» AUFGABENSTELLUNG 1:
Beantworte anhand des Textes über das HSV-Spiel folgende Fragen:
(a) An welchen Beschwerden litt Matti Steinmann?
(b) An welchem Tag hatte der HSV Orel Mangala verpflichtet?
(c) Wessen Trikot hatte Lasse Hoffmann am Vortag gekauft?
» AUFGABENSTELLUNG 2:
Führe den Text über das HSV-Spiel im Anschluss an seinen letzten Satz weiter.

» LESETEXT:
Die wahrscheinlich wichtigste Korrektur: Neuzugang Orel Mangala, den der HSV erst am Mittwoch verpflichtet hatte, durfte für den angeschlagenen Matti Steinmann (Oberschenkelprobleme) direkt von Anfang an als Mittelfeld-Quarterback auflaufen. „Er hat das richtig gut gemacht“, lobte Titz, der es bei dieser Veränderung aber nicht belassen wollte.
Lasogga schuf Räume für Mitspieler
Anders als in der Vorwoche, als der Fußballlehrer auf einen klassischen Stürmer verzichtet hatte, setzte er beim selbst ernannten Dorfclub auf die Wucht Pierre-Michel Lasoggas. Und der bullige Angreifer konnte sich selbst zwar kaum in Szene setzen, schuf für seine Nebenleute allerdings jede Menge Räume, die besonders sein zweifach erfolgreicher Sturmkollege bestens nutzte.
Einzelkritik: Narey wird Schnäppcheneinkauf
„Wir haben das als Mannschaft richtig gut gemacht“, sagte Narey, der sich besonderer Beliebtheit in der Familie von Clubboss Bernd Hoffmann erfreuen darf. Dessen Sohn Lasse hatte noch am Vortag ein Narey-Trikot gekauft und dieses stolz an der Seite des hochzufriedenen Vorstandsvorsitzenden am Sonntag auf der Haupttribüne getragen.

(Einträge zur Regionsbeschriftung)
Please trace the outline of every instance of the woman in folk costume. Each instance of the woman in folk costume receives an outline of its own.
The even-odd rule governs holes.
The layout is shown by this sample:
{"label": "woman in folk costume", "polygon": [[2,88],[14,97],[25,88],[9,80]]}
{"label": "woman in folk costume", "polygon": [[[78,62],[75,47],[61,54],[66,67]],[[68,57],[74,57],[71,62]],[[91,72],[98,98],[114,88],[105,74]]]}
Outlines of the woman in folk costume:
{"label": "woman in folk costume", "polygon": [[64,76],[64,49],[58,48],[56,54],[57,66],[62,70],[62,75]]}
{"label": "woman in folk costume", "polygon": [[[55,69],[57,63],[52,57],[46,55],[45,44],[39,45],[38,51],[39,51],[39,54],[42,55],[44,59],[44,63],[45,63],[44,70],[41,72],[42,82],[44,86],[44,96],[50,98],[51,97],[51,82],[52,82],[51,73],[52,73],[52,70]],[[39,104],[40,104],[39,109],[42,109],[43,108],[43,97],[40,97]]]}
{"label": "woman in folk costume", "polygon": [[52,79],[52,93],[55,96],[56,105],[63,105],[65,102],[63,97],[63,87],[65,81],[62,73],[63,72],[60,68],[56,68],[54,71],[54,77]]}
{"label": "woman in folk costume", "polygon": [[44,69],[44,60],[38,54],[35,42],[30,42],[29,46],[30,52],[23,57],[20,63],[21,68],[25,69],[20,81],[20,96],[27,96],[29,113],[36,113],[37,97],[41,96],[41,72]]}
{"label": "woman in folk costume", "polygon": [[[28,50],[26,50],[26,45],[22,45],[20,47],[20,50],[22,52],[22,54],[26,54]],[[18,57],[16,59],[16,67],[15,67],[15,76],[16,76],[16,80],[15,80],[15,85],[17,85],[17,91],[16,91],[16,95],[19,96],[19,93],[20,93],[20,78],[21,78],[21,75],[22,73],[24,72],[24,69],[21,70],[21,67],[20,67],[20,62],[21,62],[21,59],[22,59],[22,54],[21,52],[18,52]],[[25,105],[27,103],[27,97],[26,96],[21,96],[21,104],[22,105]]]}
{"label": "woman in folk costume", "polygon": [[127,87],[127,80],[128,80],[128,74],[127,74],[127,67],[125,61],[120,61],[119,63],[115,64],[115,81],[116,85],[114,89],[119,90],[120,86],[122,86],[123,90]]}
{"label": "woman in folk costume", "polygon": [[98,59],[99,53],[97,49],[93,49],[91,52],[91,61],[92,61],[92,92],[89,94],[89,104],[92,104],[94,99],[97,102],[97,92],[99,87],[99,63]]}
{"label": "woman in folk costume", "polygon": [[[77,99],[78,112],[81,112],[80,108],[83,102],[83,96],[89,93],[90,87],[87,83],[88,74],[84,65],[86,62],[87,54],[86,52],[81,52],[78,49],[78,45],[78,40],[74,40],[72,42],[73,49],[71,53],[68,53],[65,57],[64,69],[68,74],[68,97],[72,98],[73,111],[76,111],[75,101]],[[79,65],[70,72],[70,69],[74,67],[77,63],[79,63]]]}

» ANTWORT 1:
(a) Matti Steinmann hatte Oberschenkelprobleme.
(b) Der HSV hatte Orel Mangala am Mittwoch verpflichtet.
(c) Lasse Hoffmann hatte ein Narey-Trikot gekauft.

» ANTWORT 2:
Ziemlich zufrieden war direkt nach dem Schlusspfiff auch Sportvorstand Ralf Becker. „Natürlich hat man nach einem 3:0 bessere Laune als nach einem 0:3. Aber nach der Niederlage gegen Kiel haben wir betont, dass wir nicht alles schlechtreden dürfen. Nun dürfen wir auch nicht alles gutreden.“
Titz hat auch etwas zu kritisieren
Trainer Titz hatte vor der Abfahrt zum Frankfurter Flughafen offenbar ganz genau hingehört. „Es hat mich ein wenig geärgert, dass wir das Spiel nach dem 3:0 nur noch verwaltet haben“, kritisierte der Coach, der mittlerweile lange genug in Hamburg Cheftrainer ist, um zu wissen, dass man den starken Emotionen im Umfeld am besten antizyklisch begegnet.
Allzu große Sorgen braucht sich Titz aber nicht zu machen, dass die Stimmungsachterbahn bis zum DFB-Pokalspiel gegen Erndtebrück für erneute Loopings sorgt. Am Mittwoch empfängt der HSV schließlich Rekordmeister Bayern München zum Freundschaftsspiel. Eine erneute Runde mit Siegerbieren gilt als unwahrscheinlich.